Work instructions:
Restate every line of the data word for word, except for the images.

Dataset:
__________
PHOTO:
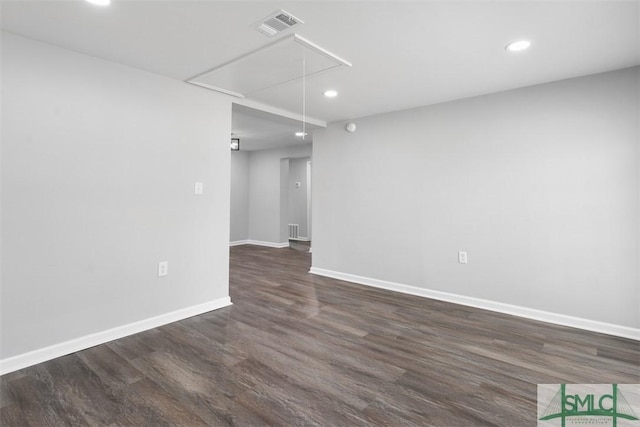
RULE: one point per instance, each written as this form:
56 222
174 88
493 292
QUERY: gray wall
540 185
98 169
239 196
267 182
298 195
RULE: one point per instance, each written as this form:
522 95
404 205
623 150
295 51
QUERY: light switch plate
163 268
199 188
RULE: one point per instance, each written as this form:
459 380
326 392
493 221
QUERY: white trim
259 243
268 244
34 357
529 313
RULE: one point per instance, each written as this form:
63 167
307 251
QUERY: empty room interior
345 213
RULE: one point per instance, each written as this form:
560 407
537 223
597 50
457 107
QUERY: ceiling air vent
276 23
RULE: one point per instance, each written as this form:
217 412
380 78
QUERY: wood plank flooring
297 349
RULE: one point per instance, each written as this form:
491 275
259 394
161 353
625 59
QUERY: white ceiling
260 130
404 54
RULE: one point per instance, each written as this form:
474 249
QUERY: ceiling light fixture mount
518 46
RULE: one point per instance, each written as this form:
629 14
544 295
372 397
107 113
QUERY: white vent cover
276 23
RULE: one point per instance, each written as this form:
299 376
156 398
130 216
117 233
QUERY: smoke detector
276 23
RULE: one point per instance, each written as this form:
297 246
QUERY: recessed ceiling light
518 46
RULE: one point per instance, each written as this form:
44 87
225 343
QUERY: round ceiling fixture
518 46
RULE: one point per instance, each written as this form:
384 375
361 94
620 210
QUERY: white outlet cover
199 188
163 268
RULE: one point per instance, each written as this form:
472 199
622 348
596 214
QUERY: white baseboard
268 244
57 350
529 313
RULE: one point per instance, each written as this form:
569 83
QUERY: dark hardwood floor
297 349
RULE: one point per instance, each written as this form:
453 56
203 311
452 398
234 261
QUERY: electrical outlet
163 268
__________
Result for this task:
PHOTO:
RULE: one point per instance, each written as this form:
56 222
174 88
493 292
QUERY: gray wall
540 185
98 169
239 196
267 182
298 195
RULE: one point per instance, each written as this form:
522 95
404 205
623 150
295 51
QUERY: light switch plate
163 268
199 188
RULE: one point per instance, each written as this form:
459 380
326 392
493 221
QUERY: white trim
259 243
268 244
34 357
529 313
RULE: one point per instance, each written as this form:
63 167
307 251
QUERY: empty room interior
345 213
RULE: one point per instance, each written as this form:
560 407
537 223
597 50
457 107
QUERY: ceiling air vent
276 23
RULE: one point per instance, each written as this form:
217 412
380 78
QUERY: wood plank flooring
297 349
RULE: one point per instance, each written as this form:
491 275
259 394
161 353
625 59
QUERY: white ceiling
260 130
404 54
RULE: one point per instance, each written as this form:
474 249
QUERY: ceiling light fixture mount
518 46
RULE: one point per instance, each written as this form:
629 14
544 295
372 397
107 113
QUERY: white vent cover
276 23
RULE: one point per instance, each written as this form:
299 376
156 398
130 216
117 233
QUERY: smoke detector
276 23
RULE: one point per instance, each written as this form:
297 246
QUERY: recessed ceiling light
518 46
RULE: one point per instance, each written as this form:
44 87
225 343
QUERY: round ceiling fixture
518 46
RULE: one point per instance, each written as this form:
384 375
361 94
620 210
QUERY: white outlet cover
199 188
163 268
RULE: one point per instance, each written as this form:
472 199
622 348
596 214
QUERY: white baseboard
268 244
57 350
529 313
RULE: one point per instance, each written as this form:
569 83
QUERY: dark hardwood floor
297 349
RULE: one point per instance, each written as this form:
453 56
203 311
452 398
234 261
QUERY: electrical outlet
163 268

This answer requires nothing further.